**INPUT**:
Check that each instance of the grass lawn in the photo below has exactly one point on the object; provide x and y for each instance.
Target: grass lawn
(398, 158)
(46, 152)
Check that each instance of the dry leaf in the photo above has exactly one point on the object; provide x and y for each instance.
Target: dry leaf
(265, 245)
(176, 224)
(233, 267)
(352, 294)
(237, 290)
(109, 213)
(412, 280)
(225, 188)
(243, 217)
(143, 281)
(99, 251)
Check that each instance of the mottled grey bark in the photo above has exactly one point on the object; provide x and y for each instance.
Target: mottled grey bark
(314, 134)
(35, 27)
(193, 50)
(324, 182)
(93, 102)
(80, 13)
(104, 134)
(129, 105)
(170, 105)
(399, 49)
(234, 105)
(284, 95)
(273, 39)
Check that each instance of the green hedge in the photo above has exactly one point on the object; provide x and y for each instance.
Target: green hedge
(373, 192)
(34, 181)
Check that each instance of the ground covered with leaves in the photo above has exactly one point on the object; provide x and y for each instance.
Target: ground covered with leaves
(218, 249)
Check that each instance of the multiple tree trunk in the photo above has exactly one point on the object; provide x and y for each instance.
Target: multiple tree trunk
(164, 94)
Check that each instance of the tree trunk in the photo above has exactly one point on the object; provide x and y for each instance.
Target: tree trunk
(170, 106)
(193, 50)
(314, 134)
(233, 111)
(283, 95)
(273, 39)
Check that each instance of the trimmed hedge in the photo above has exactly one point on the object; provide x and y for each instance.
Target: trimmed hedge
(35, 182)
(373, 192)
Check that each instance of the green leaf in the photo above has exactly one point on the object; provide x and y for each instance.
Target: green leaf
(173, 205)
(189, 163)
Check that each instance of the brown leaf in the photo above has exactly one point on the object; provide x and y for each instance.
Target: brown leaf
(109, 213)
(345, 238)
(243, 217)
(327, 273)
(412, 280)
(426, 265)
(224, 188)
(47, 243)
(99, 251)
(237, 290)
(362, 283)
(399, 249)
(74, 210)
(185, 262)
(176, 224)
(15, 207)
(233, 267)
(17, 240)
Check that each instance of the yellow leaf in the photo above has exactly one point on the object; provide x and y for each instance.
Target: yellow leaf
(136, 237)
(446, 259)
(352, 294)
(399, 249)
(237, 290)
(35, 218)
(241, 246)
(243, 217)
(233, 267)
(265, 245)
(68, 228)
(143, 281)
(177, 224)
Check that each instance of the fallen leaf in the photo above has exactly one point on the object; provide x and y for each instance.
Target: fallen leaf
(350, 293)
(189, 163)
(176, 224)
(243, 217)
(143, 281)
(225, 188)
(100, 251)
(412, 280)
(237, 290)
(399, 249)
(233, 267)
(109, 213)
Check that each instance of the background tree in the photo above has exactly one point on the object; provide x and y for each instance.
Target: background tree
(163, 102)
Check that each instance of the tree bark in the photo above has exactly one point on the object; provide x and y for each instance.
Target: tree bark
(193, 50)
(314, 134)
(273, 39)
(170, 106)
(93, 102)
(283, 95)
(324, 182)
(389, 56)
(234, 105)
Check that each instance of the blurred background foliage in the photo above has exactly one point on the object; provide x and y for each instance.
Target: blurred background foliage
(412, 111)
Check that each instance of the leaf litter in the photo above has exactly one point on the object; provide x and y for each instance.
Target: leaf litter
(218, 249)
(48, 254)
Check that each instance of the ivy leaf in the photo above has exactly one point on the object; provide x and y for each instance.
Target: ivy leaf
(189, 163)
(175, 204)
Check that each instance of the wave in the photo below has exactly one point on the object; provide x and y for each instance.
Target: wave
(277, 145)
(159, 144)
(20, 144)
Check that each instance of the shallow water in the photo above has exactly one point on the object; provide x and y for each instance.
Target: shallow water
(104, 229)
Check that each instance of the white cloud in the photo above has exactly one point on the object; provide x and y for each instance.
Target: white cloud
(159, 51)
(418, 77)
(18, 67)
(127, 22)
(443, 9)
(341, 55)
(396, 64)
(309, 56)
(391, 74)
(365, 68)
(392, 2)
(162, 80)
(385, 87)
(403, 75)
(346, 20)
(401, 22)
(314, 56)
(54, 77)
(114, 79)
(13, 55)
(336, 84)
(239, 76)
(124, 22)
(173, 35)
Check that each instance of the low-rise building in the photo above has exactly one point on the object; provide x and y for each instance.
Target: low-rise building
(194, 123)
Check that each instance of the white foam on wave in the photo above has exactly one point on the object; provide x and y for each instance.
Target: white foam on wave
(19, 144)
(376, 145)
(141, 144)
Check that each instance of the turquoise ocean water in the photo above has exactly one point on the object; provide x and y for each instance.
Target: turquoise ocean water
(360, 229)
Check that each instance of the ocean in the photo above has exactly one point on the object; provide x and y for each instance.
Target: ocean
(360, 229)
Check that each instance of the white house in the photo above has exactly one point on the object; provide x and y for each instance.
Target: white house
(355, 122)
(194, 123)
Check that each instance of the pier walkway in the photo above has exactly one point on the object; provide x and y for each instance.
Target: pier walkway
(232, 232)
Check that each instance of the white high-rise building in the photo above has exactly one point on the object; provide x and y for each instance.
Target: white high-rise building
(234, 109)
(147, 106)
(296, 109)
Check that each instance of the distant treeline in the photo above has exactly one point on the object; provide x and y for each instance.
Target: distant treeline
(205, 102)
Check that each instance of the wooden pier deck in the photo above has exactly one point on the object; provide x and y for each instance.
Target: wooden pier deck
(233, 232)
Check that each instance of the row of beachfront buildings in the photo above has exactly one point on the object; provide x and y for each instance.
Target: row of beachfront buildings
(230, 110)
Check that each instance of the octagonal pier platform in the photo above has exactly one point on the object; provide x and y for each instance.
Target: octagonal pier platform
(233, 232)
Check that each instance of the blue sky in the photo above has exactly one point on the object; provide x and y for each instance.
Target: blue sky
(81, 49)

**EXERCISE**:
Your answer must be an exact transcription of every record above.

**REPLY TO THE EXERCISE**:
Check that each instance of the grass lawn in the photo below has exactly one point on the object; provide x and y for each instance.
Target: grass lawn
(398, 158)
(46, 152)
Check that each instance of the dry leaf in the photo above has exactly one point on the object; provide x and y for each instance.
Target: dry leaf
(265, 245)
(176, 224)
(233, 267)
(352, 294)
(237, 290)
(109, 213)
(412, 280)
(225, 188)
(243, 217)
(143, 281)
(99, 251)
Check that each instance of the mottled grey bark in the photo above has exactly one point on the object; provide x and y for each instance.
Target: mottled grey bark
(314, 134)
(35, 27)
(193, 50)
(324, 182)
(93, 102)
(80, 13)
(104, 134)
(129, 105)
(170, 105)
(399, 49)
(234, 105)
(284, 95)
(273, 39)
Check that each instance of the green hedge in the photo above has exactly one point on the object; provide x and y for each instance.
Target: green hedge
(373, 192)
(34, 181)
Check that each instance of the ground covered with leaves in the photo above has exactly one point on the object; provide x and y for each instance.
Target: ground covered with leaves
(218, 249)
Check that each instance of the multiple tree trunk in the photo above has exactly one point on the object; provide x and y for each instance.
Target: multiple tree trunk
(164, 94)
Check that each instance of the tree trunk in the photo above has exactly one point on the object; provide x and y for each instance.
Target: tree trunk
(170, 106)
(193, 50)
(314, 134)
(233, 111)
(283, 95)
(273, 39)
Check that each instance of the trimmed hedge in the photo above has exactly one point on the object; provide x and y for each instance.
Target: trimmed hedge
(35, 182)
(373, 192)
Check that each instance of the green leaf in the photo above has exactly one point on the object; provide x and y for each instance.
Target: green leaf
(173, 205)
(189, 163)
Check that each instance of the brown leaf in the photo above has exactly one point on the object; provide x and y for each instance.
Target: brown leaf
(109, 213)
(345, 238)
(243, 217)
(327, 273)
(412, 280)
(426, 265)
(224, 188)
(47, 243)
(99, 251)
(237, 290)
(362, 283)
(399, 249)
(74, 210)
(185, 262)
(176, 224)
(15, 207)
(233, 267)
(17, 240)
Check that each instance of the yellow leaf in the photo above has exactly one point on the object; provide x and y for each instance.
Target: yellow leaf
(136, 237)
(446, 259)
(352, 294)
(399, 249)
(237, 290)
(35, 218)
(241, 246)
(243, 217)
(233, 267)
(265, 245)
(68, 228)
(143, 281)
(177, 224)
Check that each instance of the fallen leaf in the photo above has exactly one point on the object; provide x and y for each instance.
Target: fallen leaf
(350, 293)
(189, 163)
(176, 224)
(243, 217)
(143, 281)
(225, 188)
(100, 251)
(412, 280)
(237, 290)
(399, 249)
(233, 267)
(109, 213)
Check that each instance of the background tree in the photo above has exactly one point on the object; provide x and y for each instance.
Target: background tree
(163, 102)
Check that each instance of the tree bark in the photo above has exactly one point on the object; provide x and y for each instance.
Target: tree bark
(193, 50)
(314, 134)
(273, 39)
(170, 106)
(93, 102)
(283, 95)
(324, 182)
(389, 56)
(234, 105)
Check that each instance of the blurred background foliage in the photo above has exactly one point on the object; provide x and y for each instance.
Target: blurred background foliage
(412, 111)
Check that each instance of the leaf litter in the photo above has exactly one point on the object; provide x and y for each instance.
Target: leaf litter
(218, 249)
(48, 254)
Check that each instance of the ivy leaf in the photo above has exactly one point on the object; provide x and y for each instance.
Target: ivy leaf
(189, 163)
(175, 204)
Check that each instance of the wave in the photo below has exactly one point on the object; provide x and y for each instance.
Target: wave
(277, 145)
(159, 144)
(20, 144)
Check that each instance of the shallow water in the photo above has exactly one point on the object; provide x and y for each instance.
Target: shallow water
(104, 229)
Check that each instance of the white cloud in the photo above has exactly one point on the object; provide x and y for each instance.
Target: white cloud
(159, 51)
(418, 77)
(18, 67)
(127, 22)
(443, 9)
(341, 55)
(396, 64)
(309, 56)
(391, 74)
(365, 68)
(392, 2)
(162, 80)
(385, 87)
(403, 75)
(346, 20)
(401, 22)
(314, 56)
(54, 77)
(114, 79)
(13, 55)
(336, 84)
(239, 76)
(124, 22)
(173, 35)
Check that each instance of the low-rise building in the photo above has exactly one point on the object; provide x and y for each instance.
Target: low-rise building
(194, 123)
Check that each instance of the white foam on wave in the photo above has exactly one point on the object; provide x and y for each instance.
Target: white foam on wave
(19, 144)
(376, 145)
(141, 144)
Check that each instance of the turquoise ocean water in the photo above has exactly one point on the object; provide x and y for each instance.
Target: turquoise ocean water
(360, 229)
Check that each instance of the ocean in the photo above has exactly one point on the object; provide x and y for each instance.
Target: ocean
(360, 229)
Check that each instance of the white house in the photo above has exactly one point on the object; provide x and y for each instance.
Target: white house
(355, 122)
(194, 123)
Check that each instance of the pier walkway in the photo above has exactly one point on the object; provide x and y for each instance.
Target: pier walkway
(232, 232)
Check that each instance of the white high-rise building in the photo above has exactly one point on the object; provide x and y for each instance.
Target: white high-rise building
(234, 109)
(147, 106)
(296, 109)
Check that each instance of the distant treeline in the photo above has exactly one point on the object; provide x and y for each instance.
Target: distant treeline
(205, 102)
Check that each instance of the wooden pier deck in the photo above has exactly one point on the object; provide x and y for each instance.
Target: wooden pier deck
(233, 232)
Check that each instance of the row of beachfront buildings in the photo above has exactly one point on the object; provide x and y for each instance.
Target: row of beachfront buildings
(230, 110)
Check that each instance of the octagonal pier platform in the photo above has exactly one point on the object; provide x and y for each instance.
Target: octagonal pier platform
(233, 232)
Check that each instance of the blue sky in the photo above has exactly one point on the object; provide x and y for each instance.
Target: blue sky
(81, 49)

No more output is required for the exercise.